:: PAGE EXCERPT
From verse 18 of Exodus 4 we read…

 

[Read Exodus 4:18-31]

 

May the Lord meet us in this reading

 

Please turn with me to the back of your newsletter

  • We could think of Moses’ return to Egypt in four parts – A B C D
  • Assurance, briefing, correction & deployment
  • First let us consider how God gives Moses assurance in verses 18-20…

 

Assurance:

When Robyn and I were in our last year at Carey College training for ministry Tawa Baptist called us

  • Robyn & I are not from Wellington – most of our family live in the Waikato & Bay of Plenty
  • We were leaning toward coming to Tawa but hadn’t fully decided – there was still a significant element of faith involved both for us and the church
  • I remember driving along the southern motorway into Auckland around that time and the car in front of us had a personalised number plate which read, ‘2tawa’
  • What are the chances of seeing that on the Auckland motorway?
::::
:: PROVIDED RECORDS
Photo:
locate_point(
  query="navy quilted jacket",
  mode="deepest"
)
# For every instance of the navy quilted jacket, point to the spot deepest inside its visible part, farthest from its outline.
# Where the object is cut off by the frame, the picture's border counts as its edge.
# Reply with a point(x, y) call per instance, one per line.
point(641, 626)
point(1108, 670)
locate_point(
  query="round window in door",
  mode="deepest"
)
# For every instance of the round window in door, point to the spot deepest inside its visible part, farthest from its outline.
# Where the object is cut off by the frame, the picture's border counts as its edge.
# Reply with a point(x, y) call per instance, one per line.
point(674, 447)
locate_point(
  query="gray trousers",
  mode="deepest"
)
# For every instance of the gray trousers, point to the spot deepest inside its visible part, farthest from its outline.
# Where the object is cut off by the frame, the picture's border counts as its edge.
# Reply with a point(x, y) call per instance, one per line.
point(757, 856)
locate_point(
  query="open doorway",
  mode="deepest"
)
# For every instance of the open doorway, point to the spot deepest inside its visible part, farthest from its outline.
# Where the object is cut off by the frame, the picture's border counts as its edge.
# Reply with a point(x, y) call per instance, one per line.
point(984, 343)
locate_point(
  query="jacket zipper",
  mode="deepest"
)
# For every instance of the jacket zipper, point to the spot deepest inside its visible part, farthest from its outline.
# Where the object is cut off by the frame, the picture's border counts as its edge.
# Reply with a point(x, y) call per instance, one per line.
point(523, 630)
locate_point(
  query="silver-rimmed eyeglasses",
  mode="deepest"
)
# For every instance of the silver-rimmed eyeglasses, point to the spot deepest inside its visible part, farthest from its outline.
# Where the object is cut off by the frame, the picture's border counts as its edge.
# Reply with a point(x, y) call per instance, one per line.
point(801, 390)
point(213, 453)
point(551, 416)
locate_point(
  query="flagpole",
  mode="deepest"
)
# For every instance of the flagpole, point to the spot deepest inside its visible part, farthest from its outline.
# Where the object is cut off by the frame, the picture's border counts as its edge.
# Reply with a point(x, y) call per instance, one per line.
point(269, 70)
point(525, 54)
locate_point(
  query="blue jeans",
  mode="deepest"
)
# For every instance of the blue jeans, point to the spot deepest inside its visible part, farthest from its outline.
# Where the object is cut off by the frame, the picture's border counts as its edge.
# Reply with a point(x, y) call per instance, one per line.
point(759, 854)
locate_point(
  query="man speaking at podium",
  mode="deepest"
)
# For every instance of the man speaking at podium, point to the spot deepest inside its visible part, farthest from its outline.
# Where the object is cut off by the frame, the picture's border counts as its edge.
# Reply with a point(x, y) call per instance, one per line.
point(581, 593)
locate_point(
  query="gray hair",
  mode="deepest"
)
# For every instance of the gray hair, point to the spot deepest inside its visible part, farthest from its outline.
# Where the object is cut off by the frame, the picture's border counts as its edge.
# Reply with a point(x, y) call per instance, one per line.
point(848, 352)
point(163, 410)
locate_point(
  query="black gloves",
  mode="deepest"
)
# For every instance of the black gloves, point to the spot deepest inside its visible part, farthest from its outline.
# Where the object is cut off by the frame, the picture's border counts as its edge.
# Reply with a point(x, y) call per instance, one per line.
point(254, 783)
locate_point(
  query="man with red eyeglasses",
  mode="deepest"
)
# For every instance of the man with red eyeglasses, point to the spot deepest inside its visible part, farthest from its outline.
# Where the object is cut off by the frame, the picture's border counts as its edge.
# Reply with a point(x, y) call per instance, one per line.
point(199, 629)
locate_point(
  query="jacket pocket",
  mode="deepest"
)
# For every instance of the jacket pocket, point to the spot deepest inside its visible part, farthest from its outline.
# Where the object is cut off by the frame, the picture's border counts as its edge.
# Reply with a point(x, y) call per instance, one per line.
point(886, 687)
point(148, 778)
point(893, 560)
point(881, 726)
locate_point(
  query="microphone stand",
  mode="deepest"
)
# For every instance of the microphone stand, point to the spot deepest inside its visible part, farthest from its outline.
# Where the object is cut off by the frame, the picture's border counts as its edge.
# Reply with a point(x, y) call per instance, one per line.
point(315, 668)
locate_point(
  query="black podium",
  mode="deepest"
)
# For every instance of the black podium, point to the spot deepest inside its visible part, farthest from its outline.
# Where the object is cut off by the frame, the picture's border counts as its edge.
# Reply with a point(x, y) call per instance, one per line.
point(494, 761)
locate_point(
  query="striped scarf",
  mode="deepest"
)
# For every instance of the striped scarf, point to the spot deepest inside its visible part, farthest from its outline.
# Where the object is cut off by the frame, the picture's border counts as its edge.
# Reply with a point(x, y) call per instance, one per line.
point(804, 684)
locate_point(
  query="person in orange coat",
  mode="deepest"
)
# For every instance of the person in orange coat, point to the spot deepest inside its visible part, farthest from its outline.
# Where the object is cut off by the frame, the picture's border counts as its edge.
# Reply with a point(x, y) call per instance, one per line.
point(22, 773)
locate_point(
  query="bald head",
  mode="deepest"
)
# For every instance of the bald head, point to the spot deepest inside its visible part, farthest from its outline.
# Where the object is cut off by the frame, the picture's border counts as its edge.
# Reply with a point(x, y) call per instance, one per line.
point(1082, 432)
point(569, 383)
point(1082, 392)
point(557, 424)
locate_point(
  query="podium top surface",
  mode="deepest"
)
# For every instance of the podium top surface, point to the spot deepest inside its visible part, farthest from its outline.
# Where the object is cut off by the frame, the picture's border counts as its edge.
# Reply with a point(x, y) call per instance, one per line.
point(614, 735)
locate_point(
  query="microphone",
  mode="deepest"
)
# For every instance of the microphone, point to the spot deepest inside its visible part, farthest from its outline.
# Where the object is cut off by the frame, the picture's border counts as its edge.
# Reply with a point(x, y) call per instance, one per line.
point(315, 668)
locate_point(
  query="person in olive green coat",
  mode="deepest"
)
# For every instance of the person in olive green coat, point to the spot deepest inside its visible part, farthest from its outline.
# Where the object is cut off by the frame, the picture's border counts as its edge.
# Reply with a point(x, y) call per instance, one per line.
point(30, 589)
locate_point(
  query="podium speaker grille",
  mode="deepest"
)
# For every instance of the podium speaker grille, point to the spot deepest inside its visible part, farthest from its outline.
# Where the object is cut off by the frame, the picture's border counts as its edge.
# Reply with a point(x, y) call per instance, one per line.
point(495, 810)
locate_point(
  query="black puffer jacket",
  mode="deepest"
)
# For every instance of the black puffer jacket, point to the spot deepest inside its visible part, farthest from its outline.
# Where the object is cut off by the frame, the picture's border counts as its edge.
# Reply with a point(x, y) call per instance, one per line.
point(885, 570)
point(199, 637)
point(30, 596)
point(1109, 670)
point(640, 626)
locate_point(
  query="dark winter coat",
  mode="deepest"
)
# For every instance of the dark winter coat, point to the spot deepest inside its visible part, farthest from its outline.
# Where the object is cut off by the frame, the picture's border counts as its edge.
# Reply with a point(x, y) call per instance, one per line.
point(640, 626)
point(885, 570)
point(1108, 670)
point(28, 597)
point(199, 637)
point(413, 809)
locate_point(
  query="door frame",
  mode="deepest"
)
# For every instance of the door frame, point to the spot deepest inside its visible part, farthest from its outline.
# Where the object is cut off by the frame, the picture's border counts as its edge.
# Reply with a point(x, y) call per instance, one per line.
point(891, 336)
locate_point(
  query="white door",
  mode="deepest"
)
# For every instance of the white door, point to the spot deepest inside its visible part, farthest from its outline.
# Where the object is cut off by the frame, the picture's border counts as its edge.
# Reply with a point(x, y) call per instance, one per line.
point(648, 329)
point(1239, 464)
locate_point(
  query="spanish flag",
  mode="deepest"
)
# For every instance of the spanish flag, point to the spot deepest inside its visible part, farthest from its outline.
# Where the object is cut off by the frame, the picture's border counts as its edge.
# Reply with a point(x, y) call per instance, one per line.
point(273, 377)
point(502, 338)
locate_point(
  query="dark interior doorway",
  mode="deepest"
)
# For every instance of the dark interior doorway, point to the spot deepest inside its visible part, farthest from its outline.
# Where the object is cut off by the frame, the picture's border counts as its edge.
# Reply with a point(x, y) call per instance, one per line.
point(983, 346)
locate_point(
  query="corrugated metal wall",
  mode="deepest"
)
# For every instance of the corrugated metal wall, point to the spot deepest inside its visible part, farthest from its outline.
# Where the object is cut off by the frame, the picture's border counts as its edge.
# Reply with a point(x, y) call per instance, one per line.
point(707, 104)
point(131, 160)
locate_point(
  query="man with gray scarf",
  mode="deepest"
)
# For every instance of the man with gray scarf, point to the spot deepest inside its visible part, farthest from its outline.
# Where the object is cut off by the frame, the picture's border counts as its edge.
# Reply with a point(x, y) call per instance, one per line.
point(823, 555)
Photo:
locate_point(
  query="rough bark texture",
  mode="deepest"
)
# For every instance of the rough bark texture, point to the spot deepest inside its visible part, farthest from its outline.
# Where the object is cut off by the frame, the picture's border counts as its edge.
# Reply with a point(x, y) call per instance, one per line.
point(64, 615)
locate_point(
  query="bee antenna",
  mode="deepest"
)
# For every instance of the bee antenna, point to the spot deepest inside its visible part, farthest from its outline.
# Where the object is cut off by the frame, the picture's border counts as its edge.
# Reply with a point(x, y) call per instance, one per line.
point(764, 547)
::::
» **PROMPT 1**
Answer these questions from the sermon excerpt:
(a) Which verses of Exodus are read?
(b) What four words name the parts of Moses' return to Egypt?
(c) What did the personalised number plate on the car in front read?
» **PROMPT 2**
In the sermon excerpt, replace "Auckland" with "Hamilton" and write out the passage that begins at the words "When Robyn and" and stops after "the Auckland motorway?".
The listing has no connection to the sermon excerpt.

» **RESPONSE BOX 1**
(a) Exodus 4:18-31
(b) Assurance, briefing, correction and deployment
(c) '2tawa'

» **RESPONSE BOX 2**
When Robyn and I were in our last year at Carey College training for ministry Tawa Baptist called us

  • Robyn & I are not from Wellington – most of our family live in the Waikato & Bay of Plenty
  • We were leaning toward coming to Tawa but hadn’t fully decided – there was still a significant element of faith involved both for us and the church
  • I remember driving along the southern motorway into Hamilton around that time and the car in front of us had a personalised number plate which read, ‘2tawa’
  • What are the chances of seeing that on the Hamilton motorway?